EXERCISE BRIEF
Quote, word for word, every line starting at the line that contains "of the dark" and ending with the last line of the records; include both of these lines and no others.

PROVIDED DATA
** START **
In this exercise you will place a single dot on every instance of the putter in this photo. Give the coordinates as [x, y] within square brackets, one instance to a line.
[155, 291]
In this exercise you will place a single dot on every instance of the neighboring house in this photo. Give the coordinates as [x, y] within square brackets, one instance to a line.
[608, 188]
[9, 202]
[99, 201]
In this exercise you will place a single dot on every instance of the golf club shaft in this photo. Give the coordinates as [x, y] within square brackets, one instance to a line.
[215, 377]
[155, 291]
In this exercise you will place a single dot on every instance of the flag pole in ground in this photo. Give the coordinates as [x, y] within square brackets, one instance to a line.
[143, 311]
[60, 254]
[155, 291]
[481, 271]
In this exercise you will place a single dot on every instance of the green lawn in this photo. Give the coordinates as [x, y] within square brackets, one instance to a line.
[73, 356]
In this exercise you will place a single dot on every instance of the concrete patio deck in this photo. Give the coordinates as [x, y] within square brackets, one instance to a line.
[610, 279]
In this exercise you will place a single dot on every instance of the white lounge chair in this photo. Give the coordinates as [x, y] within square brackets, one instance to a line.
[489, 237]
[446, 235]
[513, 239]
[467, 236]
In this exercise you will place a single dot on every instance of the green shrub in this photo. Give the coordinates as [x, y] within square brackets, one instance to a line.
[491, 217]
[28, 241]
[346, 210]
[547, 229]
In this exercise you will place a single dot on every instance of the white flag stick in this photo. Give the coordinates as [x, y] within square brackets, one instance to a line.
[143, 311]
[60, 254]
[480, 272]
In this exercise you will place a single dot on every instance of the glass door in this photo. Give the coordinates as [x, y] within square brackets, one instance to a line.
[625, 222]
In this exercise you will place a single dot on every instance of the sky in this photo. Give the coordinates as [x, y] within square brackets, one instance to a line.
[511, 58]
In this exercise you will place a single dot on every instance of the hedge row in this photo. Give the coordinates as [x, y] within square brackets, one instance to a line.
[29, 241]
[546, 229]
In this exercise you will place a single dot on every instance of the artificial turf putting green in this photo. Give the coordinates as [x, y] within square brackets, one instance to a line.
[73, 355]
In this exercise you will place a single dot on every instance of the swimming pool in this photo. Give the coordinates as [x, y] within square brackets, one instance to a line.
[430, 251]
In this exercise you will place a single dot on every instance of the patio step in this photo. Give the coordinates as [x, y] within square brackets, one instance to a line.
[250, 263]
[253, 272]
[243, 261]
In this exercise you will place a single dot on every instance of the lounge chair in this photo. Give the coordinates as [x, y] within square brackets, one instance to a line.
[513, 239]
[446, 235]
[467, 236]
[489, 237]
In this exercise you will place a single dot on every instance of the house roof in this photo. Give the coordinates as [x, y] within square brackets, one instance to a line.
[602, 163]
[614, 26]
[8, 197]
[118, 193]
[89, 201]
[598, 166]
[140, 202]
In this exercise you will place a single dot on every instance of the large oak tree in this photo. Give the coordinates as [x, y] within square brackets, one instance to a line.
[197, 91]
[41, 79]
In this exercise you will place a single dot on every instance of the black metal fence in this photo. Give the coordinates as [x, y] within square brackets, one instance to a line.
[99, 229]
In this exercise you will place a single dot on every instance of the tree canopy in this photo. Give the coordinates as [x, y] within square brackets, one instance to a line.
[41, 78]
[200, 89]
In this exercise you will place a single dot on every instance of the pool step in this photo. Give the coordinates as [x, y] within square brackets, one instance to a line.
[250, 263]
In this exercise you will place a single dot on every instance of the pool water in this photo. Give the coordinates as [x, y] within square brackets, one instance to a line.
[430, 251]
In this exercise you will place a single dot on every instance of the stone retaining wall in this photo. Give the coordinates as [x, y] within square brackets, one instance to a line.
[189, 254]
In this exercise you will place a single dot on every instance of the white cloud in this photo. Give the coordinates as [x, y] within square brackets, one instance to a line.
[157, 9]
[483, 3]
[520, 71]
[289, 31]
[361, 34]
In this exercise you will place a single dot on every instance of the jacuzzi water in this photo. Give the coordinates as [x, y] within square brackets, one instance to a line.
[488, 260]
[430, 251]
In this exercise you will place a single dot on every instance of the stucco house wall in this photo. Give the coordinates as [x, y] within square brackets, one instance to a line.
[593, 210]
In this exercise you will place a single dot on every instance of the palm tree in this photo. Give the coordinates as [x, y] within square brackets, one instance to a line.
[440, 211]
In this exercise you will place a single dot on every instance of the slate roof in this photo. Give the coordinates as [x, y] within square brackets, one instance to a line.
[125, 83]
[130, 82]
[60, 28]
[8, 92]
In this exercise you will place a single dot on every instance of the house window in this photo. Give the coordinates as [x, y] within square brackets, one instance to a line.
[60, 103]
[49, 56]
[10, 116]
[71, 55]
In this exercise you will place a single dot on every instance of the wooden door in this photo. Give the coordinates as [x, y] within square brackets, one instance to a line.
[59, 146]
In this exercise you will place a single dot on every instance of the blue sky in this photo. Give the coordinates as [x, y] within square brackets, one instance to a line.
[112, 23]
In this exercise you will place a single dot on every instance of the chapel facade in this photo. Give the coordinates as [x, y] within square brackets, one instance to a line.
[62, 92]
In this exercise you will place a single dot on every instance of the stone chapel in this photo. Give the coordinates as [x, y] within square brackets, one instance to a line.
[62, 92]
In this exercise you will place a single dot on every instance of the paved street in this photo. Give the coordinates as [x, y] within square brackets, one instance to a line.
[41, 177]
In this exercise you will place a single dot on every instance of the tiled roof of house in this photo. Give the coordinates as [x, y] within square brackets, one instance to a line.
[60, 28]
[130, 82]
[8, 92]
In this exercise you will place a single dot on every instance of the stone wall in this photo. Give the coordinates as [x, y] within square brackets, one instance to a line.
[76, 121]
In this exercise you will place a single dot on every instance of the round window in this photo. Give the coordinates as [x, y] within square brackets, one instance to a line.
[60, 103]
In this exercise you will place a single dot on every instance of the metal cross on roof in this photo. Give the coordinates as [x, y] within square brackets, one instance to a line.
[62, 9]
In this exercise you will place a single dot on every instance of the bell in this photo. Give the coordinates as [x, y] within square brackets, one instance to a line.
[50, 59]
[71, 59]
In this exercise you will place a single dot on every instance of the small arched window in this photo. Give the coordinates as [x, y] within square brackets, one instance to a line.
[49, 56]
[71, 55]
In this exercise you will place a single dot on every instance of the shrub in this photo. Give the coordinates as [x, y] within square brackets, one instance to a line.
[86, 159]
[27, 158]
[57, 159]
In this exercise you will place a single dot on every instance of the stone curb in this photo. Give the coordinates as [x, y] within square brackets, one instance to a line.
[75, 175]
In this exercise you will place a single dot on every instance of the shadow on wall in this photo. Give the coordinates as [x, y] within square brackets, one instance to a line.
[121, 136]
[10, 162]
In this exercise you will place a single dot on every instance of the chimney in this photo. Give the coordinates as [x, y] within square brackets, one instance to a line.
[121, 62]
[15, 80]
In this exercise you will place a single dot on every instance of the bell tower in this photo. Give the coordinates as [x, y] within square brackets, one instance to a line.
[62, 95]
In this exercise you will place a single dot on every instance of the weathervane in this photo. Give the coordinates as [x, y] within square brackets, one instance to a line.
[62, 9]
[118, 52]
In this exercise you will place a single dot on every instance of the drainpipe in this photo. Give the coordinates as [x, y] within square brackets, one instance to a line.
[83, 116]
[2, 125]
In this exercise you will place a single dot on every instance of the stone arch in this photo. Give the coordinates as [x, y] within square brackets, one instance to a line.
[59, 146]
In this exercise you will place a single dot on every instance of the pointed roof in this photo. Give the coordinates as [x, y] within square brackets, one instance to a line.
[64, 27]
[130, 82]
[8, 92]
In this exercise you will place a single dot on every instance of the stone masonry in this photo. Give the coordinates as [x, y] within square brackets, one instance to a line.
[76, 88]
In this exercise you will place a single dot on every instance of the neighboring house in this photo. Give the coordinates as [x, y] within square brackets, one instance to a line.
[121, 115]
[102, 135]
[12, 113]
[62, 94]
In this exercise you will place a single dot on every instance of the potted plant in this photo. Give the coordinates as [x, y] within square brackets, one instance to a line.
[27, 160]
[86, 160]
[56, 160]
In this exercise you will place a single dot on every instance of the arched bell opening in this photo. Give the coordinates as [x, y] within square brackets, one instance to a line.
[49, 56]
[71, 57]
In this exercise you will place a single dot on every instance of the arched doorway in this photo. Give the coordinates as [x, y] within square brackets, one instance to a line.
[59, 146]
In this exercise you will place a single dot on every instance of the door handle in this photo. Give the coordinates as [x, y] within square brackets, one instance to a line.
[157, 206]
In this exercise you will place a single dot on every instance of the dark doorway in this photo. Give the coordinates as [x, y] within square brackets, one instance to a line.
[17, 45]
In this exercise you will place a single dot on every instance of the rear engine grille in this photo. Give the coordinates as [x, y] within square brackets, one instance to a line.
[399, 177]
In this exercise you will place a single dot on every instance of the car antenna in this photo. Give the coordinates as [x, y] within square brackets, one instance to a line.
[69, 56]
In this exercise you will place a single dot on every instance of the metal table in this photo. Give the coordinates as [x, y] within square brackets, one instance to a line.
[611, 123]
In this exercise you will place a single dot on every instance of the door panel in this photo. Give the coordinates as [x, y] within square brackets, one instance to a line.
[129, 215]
** END **
OUTPUT OF THE EXERCISE
In this exercise you will place a single dot on every instance of the dark doorway in this photo. Give the coordinates as [x, y] within square brackets, one instance to a line.
[17, 45]
In this exercise you will place a single dot on every instance of the rear engine grille in this photo. Give the coordinates as [x, y] within square brackets, one instance to a line.
[399, 177]
In this exercise you will place a single dot on every instance of the car antenna in this photo. Give the coordinates as [x, y] within square brackets, one instance to a line.
[69, 56]
In this exercise you will place a single dot on every instance of the metal table in this photo. Give the coordinates as [x, y] within square brackets, one instance to a line.
[611, 123]
In this exercise you will place a single dot on every instance of the door panel in this photo. Give the coordinates as [x, y] within square brackets, one instance to a line.
[129, 215]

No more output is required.